• WHAT THIS TASK INVOLVES: Here are the records. Write out exactly the lines between the one holding "on the bicycle" and the one holding "[(539, 760), (223, 212), (115, 208)]", inclusive.

• DATA UNDER STUDY:
▬▬▬

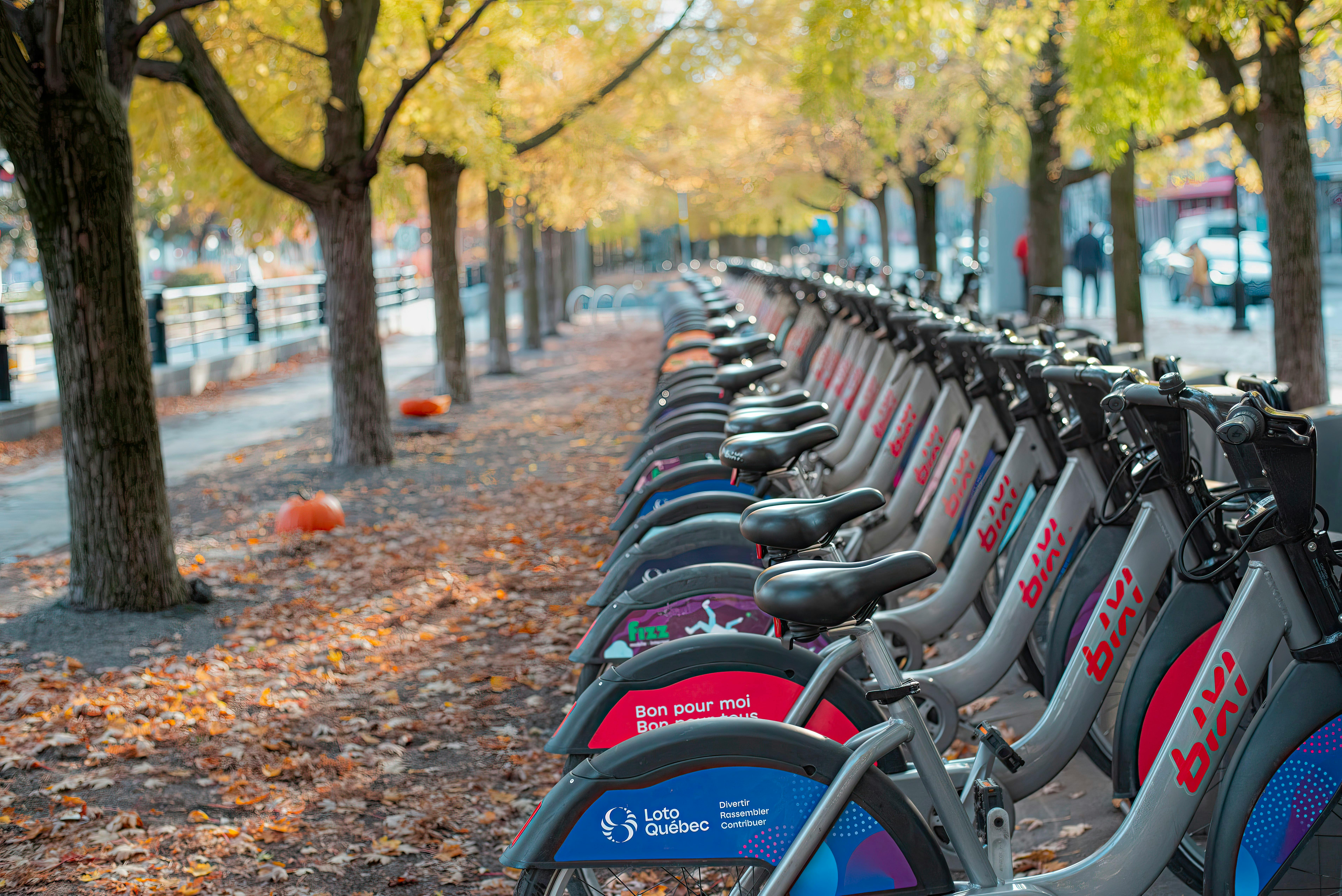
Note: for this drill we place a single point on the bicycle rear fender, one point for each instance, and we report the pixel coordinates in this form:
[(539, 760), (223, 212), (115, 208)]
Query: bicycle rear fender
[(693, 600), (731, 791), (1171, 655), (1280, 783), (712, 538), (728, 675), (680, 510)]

▬▬▬

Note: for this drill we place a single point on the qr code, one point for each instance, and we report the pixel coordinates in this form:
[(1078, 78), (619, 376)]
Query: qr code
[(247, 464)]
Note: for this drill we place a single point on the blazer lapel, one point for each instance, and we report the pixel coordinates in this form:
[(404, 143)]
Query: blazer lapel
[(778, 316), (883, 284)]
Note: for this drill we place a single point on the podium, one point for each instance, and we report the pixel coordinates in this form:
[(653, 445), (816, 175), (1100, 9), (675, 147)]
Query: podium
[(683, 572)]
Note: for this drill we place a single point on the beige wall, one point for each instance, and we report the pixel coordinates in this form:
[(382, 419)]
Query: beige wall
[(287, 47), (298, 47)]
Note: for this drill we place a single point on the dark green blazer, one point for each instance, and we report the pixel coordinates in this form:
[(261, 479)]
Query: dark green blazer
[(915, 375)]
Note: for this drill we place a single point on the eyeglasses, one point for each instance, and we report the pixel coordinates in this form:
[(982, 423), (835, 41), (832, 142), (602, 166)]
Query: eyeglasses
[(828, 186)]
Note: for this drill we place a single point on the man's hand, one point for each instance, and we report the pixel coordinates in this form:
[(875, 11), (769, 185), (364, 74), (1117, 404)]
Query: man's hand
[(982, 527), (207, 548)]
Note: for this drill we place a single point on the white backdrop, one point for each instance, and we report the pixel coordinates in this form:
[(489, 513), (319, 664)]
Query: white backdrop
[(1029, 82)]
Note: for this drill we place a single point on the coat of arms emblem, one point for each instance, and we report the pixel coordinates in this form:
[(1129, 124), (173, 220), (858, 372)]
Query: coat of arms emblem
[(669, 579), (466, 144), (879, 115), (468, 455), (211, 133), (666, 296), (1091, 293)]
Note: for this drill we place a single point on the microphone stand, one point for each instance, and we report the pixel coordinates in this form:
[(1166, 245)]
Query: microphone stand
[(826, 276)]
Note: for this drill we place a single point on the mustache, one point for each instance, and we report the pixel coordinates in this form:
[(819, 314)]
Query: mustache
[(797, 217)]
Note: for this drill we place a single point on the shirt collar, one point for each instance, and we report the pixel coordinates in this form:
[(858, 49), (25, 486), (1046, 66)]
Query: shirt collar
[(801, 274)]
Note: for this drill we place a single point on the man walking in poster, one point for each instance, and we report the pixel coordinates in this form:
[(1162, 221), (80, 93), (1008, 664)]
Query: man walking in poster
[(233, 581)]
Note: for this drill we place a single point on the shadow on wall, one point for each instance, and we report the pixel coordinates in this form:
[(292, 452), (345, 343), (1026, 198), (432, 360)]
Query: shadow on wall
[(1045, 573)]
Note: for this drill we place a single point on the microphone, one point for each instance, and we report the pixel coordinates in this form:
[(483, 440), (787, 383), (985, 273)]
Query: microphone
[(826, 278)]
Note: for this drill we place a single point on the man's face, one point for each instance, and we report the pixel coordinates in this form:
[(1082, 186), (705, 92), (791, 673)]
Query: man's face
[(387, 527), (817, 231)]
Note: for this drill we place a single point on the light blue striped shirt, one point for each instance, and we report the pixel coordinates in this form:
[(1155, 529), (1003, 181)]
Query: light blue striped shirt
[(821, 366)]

▬▬▬

• PROBLEM SOLUTION:
Note: for this drill we place a single point on the bicycle rear fender, one point for each instance, and we report the pixel coordinates in this form:
[(539, 760), (223, 212), (115, 208)]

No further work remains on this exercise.